___ Reading passage

The Democratic Party's problem

The Democratic Party has a well-deserved reputation for snatching defeat from the jaws of victory. Perhaps its greatest failure in the recent past was in the 2016 presidential election, which provides a textbook example of its core problem.

The party stands for nothing. Nothing memorable and stirring, anyway.

Think of the 2016 Democratic Party presidential primary. Only four candidates tried to run, and three of them were dyed-in-the-wool technocrats. The battle boiled down to the technocrat with the highest name recognition, Hillary Clinton, and the upstart populist Bernie Sanders. The party chose the technocrat to go up against the buzzsaw who redefined electoral politics in 2016. In spite of Trump's innumerable (and seemingly fatal) flaws, she lost. She has a lot of excuses but refuses to accept that (1) the race should never have been as close as it was, and (2) the reason it was so close was less Trump's appeal than her own failure to enthuse a lot of people.

Consider the Democratic Party's highest-profile leaders in Congress, Chuck Schumer and Nancy Pelosi. They are defined by nothing except adherence to stale party stances. And they're the ones who, in turn, define the party for everyone else.

The party is run by technocrats who are skilled at the infighting game in Congress. That's okay for governing, but it's hopeless for campaigning.

Now, I'm not dumping on technocrats. I have a technocratic mindset myself. But technocrats are lousy at politics, because politics is as much about emotion as wisdom. You can't run a democracy without emotional appeals because a democracy of any size is full of people who don't know and don't care about any but a tiny handful of the myriad of issues that that democracy faces. You can't reach these people with dry, rational arguments. You also can't reach them with measured hectoring, which is Pelosi's and Schumer's specialty. You have to rouse them with appeals to basic emotions.

Hate, anger and fear are basic emotions, and they seem to work really well with modern Republican voters. However, at least in modern times, the Democratic Party has a poor track record of harnessing these emotions on behalf of its candidates. Lots of people have speculated on the reasons for this dichotomy between the parties; I shall not. I will assert, though, that people are more motivated to vote for a candidate with an inspiring message than for the candidate perceived to be the lesser of two evils. Given the Dems' obvious inability to marshal the more negative emotions anywhere near as effectively as Republicans, Democrats must find a message people can rally around, a message more inspirational than "We're not as bad!"

______

Answer these questions from the essay on the Democratic Party's problem:
1. How many candidates tried to run in the 2016 Democratic Party presidential primary?
2. Who are named as the party's highest-profile leaders in Congress?
3. Which basic emotions are said to work well with modern Republican voters?

___ Stored data

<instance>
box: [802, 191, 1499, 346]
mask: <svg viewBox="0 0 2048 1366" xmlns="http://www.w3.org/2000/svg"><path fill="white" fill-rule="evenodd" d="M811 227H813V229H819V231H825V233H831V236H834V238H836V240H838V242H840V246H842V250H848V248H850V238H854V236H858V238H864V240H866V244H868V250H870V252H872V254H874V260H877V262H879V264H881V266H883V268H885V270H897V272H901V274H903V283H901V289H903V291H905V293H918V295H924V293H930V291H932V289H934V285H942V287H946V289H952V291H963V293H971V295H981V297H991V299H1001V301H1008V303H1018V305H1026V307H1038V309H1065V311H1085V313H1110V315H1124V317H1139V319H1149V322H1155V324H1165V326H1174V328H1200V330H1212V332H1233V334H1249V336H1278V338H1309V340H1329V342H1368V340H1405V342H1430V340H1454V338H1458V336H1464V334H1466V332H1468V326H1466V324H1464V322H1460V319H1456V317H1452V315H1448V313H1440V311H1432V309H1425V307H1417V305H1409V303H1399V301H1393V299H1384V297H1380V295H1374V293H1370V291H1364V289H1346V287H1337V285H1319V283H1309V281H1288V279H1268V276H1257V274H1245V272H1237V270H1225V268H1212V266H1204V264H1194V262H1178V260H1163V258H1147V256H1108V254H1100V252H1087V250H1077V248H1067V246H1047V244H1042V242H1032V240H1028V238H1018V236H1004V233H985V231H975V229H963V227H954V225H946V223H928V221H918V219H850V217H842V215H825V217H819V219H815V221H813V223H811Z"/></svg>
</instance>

______

__Answer for the task__:
1. Four
2. Chuck Schumer and Nancy Pelosi
3. Hate, anger and fear